→ Written task: Rewrite the material below, replacing "innermost point" with "center point" wherever it occurs and leaving every other line unchanged.

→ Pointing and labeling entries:

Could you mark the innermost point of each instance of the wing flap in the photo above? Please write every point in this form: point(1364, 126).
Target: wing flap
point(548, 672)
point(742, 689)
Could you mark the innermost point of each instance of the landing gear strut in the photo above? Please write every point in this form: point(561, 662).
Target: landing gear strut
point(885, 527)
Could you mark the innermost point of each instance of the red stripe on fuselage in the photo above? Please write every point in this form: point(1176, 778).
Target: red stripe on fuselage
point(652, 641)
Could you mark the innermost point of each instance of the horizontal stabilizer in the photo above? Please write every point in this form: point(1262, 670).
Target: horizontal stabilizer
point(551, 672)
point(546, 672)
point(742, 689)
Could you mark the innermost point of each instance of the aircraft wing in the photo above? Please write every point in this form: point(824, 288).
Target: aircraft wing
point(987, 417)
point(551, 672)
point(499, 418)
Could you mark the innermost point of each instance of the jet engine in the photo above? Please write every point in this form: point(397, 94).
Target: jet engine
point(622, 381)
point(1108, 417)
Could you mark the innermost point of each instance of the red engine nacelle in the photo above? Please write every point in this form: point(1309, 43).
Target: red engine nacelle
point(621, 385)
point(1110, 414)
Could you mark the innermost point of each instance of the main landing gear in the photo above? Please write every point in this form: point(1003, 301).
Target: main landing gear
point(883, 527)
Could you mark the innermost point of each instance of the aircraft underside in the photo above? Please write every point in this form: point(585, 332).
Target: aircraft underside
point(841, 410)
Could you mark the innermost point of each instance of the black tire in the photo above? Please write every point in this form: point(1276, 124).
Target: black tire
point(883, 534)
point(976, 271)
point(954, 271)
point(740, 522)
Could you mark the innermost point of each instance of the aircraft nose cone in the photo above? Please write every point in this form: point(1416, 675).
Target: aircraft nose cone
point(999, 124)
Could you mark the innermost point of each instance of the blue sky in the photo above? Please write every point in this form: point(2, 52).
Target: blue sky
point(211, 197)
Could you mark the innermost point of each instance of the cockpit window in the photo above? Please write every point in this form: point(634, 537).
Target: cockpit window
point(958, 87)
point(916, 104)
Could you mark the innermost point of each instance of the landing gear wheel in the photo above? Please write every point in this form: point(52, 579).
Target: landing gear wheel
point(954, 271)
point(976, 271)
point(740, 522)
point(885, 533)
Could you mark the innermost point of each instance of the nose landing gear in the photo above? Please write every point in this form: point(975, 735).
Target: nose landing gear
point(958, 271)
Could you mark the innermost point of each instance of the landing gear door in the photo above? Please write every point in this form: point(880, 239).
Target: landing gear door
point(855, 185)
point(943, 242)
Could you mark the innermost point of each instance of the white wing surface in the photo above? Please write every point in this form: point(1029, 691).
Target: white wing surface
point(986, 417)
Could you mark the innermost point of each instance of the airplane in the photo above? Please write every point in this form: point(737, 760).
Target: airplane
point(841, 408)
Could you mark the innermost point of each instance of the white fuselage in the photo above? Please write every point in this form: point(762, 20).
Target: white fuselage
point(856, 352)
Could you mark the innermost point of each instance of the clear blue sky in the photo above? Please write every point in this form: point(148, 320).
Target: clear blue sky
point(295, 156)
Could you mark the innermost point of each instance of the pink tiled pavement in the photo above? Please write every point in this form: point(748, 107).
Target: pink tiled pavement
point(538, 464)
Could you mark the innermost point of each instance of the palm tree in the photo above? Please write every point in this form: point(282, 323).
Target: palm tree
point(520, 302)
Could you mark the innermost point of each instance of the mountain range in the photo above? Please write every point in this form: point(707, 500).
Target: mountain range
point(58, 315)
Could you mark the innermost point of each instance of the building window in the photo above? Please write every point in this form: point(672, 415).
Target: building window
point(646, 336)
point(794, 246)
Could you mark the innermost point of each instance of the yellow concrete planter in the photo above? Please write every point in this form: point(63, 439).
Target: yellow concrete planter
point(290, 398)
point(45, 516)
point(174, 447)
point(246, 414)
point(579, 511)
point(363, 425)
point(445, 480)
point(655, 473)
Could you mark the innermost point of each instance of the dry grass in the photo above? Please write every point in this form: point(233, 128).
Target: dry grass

→ Finished task:
Could you mark the center point of each instance of the wing flap in the photo above? Please write every point in this form: point(1364, 126).
Target: wing flap
point(548, 672)
point(742, 689)
Could you mark the center point of each instance of the landing gear strut in the photo above? Please write every point in this form: point(561, 662).
Target: landing gear strut
point(885, 527)
Could you mark the center point of each instance of the red stripe on fuselage in the photo above? Please write every point in this form: point(1176, 778).
Target: red stripe on fuselage
point(652, 641)
Could you mark the center point of each instance of the horizontal stabilizer in the photo above? Please write every point in this form: point(1262, 670).
Target: horizontal stabilizer
point(551, 672)
point(546, 672)
point(742, 689)
Could you mark the center point of each instance of the aircraft wing in the photo above? Please write every point in this form: point(824, 288).
Target: aircraft wing
point(987, 417)
point(551, 672)
point(499, 418)
Could you mark the center point of each instance of the jet engine in the photo above? Please write every point in this form: point(397, 94).
Target: jet engine
point(622, 381)
point(1108, 417)
Could you mark the center point of each instance of the red engine nacelle in the photo above? Please write every point in this form: point(1309, 43).
Target: red engine nacelle
point(621, 385)
point(1110, 414)
Could you mark the center point of each instance of the main landing gear in the photo above? Please write every point in this form: point(1003, 301).
Target: main landing gear
point(883, 527)
Could you mark the center point of each instance of the aircraft underside in the photo above? Please write every point in this form: point(585, 332).
Target: aircraft underside
point(841, 410)
Could you mark the center point of each instance of the black tire in the photo above? Please write every point in this form: point(1276, 124).
Target: black tire
point(883, 534)
point(976, 271)
point(954, 271)
point(740, 522)
Could you mark the center point of each instance of the aircraft nose cone in the photo above? Please write every point in this form: point(1416, 675).
Target: aircraft nose cone
point(999, 124)
Could you mark the center point of each instance of the blue sky in the photo above? Please write every point in this form: point(2, 52).
Target: blue sky
point(211, 197)
Could you mark the center point of each instance of the cockpit window in the photo above? Please write every point in this form: point(634, 537).
Target: cockpit window
point(958, 87)
point(916, 104)
Could you mark the center point of each instance of the landing gear wheel in the photo above? Please write every point in this form: point(52, 579).
Target: landing gear wheel
point(954, 271)
point(976, 271)
point(740, 522)
point(885, 533)
Could you mark the center point of each instance of the nose landing gear in the photo above? Please write every point in this form: point(975, 735).
Target: nose landing gear
point(958, 271)
Could you mark the center point of each instance of the landing gear door in the photo above? Please write every point in this form: point(880, 239).
Target: landing gear door
point(855, 185)
point(943, 242)
Could you mark the center point of each instance of the white wing surface in the photo above? Please write every point in this form: point(1029, 691).
Target: white wing surface
point(986, 417)
Could you mark the center point of each instance of the airplane in the photo above? Please write every point in this form: point(737, 760).
Target: airplane
point(841, 408)
Could you mark the center point of each instance of the white fuselage in the photo above? Please write every point in this form: point(762, 20).
Target: white fuselage
point(856, 352)
Could you mark the center point of each instance of the clear blue sky in the photo above? Please write every point in this form: point(148, 320).
Target: clear blue sky
point(295, 156)
Could you mark the center point of each instance of the pink tiled pavement in the photo above? Please write every point in this form: point(748, 107).
Target: pink tiled pavement
point(538, 464)
Could you mark the center point of each instance of the palm tree in the photo above? Please write every point in this form: point(282, 323).
Target: palm tree
point(520, 302)
Could you mark the center point of each instance of the mountain range in the photo above? Please write every point in this form: point(707, 500).
Target: mountain range
point(58, 315)
Could you mark the center point of each instance of the building window in the photo above? Please write every point in this form: point(672, 415).
Target: building window
point(646, 336)
point(794, 246)
Could you mark the center point of each instance of the yellow concrete planter in the photo above? Please write every point in this form: point(63, 439).
Target: yellow concrete planter
point(290, 398)
point(45, 516)
point(174, 447)
point(246, 414)
point(579, 511)
point(363, 425)
point(445, 480)
point(655, 473)
Could you mark the center point of each instance of the dry grass in the photo above? Please write every point in this form: point(233, 128).
Target: dry grass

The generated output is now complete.